▶ Work instructions
Copy every line of the items below character for character, leaving nothing out and changing nothing.

╭─ Material for this task

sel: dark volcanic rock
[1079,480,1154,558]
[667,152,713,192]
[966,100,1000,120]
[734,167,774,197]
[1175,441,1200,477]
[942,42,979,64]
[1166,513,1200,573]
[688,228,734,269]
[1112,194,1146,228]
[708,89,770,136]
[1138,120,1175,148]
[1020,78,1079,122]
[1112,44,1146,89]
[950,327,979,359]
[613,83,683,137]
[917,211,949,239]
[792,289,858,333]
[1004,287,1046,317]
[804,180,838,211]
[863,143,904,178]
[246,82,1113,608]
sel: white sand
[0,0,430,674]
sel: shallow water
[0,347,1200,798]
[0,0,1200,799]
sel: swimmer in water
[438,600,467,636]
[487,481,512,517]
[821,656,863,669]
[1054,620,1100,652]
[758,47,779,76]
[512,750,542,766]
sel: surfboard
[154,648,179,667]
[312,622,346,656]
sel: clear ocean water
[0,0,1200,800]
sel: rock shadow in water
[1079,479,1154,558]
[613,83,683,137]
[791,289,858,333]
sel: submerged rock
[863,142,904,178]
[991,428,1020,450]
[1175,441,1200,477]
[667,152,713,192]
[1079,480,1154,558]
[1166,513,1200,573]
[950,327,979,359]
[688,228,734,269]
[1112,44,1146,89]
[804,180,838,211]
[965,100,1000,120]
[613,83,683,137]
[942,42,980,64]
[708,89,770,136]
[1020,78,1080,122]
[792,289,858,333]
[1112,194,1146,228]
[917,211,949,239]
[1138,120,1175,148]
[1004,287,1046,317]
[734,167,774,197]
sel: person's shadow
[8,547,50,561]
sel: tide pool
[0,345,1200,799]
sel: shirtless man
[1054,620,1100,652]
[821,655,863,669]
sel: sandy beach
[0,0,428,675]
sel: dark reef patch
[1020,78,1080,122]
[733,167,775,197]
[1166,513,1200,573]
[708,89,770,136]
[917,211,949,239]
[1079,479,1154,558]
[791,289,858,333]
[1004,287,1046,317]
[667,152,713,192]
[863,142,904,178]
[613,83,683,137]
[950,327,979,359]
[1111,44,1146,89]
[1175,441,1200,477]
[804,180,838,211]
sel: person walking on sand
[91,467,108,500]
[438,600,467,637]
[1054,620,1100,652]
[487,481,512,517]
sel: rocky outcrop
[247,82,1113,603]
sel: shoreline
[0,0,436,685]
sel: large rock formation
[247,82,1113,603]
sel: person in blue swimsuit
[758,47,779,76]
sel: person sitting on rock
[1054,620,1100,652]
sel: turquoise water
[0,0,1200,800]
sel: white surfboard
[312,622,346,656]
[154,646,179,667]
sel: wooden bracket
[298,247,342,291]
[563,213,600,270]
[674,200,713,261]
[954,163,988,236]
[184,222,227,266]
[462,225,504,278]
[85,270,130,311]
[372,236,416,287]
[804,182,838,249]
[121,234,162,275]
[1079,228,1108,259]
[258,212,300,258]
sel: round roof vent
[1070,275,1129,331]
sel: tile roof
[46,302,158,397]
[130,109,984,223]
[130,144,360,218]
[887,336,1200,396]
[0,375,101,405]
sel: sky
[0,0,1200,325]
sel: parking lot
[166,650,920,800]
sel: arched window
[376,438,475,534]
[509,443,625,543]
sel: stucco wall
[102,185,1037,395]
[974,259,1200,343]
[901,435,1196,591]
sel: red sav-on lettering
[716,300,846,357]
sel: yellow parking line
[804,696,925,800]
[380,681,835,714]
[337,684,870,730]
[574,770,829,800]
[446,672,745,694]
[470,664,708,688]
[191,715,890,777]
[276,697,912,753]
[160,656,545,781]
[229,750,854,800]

╰─

▶ Solution for this problem
sel: dark volcanic rock
[1079,480,1154,558]
[667,152,713,192]
[966,100,1000,120]
[734,167,774,197]
[1175,441,1200,477]
[942,42,979,64]
[1166,513,1200,573]
[688,228,734,269]
[1112,194,1146,228]
[708,89,770,136]
[1138,120,1175,148]
[1020,78,1079,122]
[1112,44,1146,89]
[950,327,979,359]
[613,83,683,137]
[917,211,949,239]
[792,289,858,333]
[1004,287,1046,317]
[804,180,838,211]
[863,143,904,178]
[246,82,1113,608]
sel: white sand
[0,0,430,674]
sel: shallow water
[0,347,1200,798]
[0,0,1200,799]
sel: swimmer in water
[438,600,467,636]
[487,481,512,517]
[821,656,863,669]
[1054,620,1100,652]
[758,47,779,76]
[512,750,542,766]
sel: surfboard
[154,648,179,667]
[312,622,346,656]
sel: clear ocean water
[0,0,1200,800]
sel: rock shadow in water
[1079,479,1154,558]
[613,83,683,137]
[791,289,858,333]
sel: submerged rock
[863,142,904,178]
[991,428,1020,450]
[1175,441,1200,477]
[667,152,713,192]
[1079,480,1154,558]
[1166,513,1200,573]
[950,327,979,359]
[688,228,734,269]
[1112,44,1146,89]
[804,180,838,211]
[965,100,1000,120]
[613,83,683,137]
[942,42,980,64]
[708,89,770,136]
[1020,78,1080,122]
[792,289,858,333]
[1112,194,1146,228]
[917,211,949,239]
[1138,120,1175,148]
[1004,287,1046,317]
[734,167,774,197]
sel: person's shadow
[8,547,50,561]
sel: tide pool
[0,345,1200,799]
sel: shirtless man
[1054,620,1100,652]
[821,655,863,669]
sel: sandy beach
[0,0,428,675]
sel: dark reef patch
[1020,78,1080,122]
[733,167,775,197]
[1166,513,1200,573]
[708,89,770,136]
[917,211,949,239]
[1079,479,1154,558]
[791,289,858,333]
[1004,287,1046,317]
[667,152,713,192]
[863,142,904,178]
[613,83,683,137]
[950,327,979,359]
[1111,44,1146,89]
[1175,441,1200,477]
[804,180,838,211]
sel: person walking on sand
[91,467,108,500]
[438,600,467,637]
[1054,620,1100,652]
[487,481,512,517]
sel: rocky outcrop
[247,82,1113,603]
sel: shoreline
[0,0,436,685]
sel: large rock formation
[247,82,1113,603]
sel: person in blue swimsuit
[758,47,779,76]
sel: person sitting on rock
[1054,620,1100,652]
sel: turquoise water
[0,0,1200,800]
sel: white surfboard
[312,622,346,656]
[154,646,179,667]
sel: wooden bracket
[298,247,342,291]
[563,213,600,270]
[674,200,713,261]
[954,163,988,236]
[184,222,227,266]
[462,225,504,278]
[85,270,130,311]
[372,236,416,287]
[804,182,838,249]
[121,234,162,275]
[1079,228,1108,259]
[258,212,300,258]
sel: round roof vent
[1070,275,1129,331]
sel: tile roof
[46,302,158,397]
[130,109,984,223]
[130,144,360,218]
[887,336,1200,396]
[0,375,101,405]
sel: sky
[0,0,1200,325]
sel: parking lot
[166,650,920,800]
sel: arched window
[376,438,475,534]
[509,443,625,543]
sel: stucco wall
[102,185,1037,395]
[974,259,1200,343]
[901,435,1196,591]
sel: red sav-on lettering
[716,300,846,357]
sel: yellow parking line
[804,696,925,800]
[380,681,835,714]
[337,684,870,730]
[574,770,829,800]
[446,672,745,694]
[470,664,708,688]
[191,715,890,777]
[276,697,912,753]
[160,656,545,781]
[229,750,854,800]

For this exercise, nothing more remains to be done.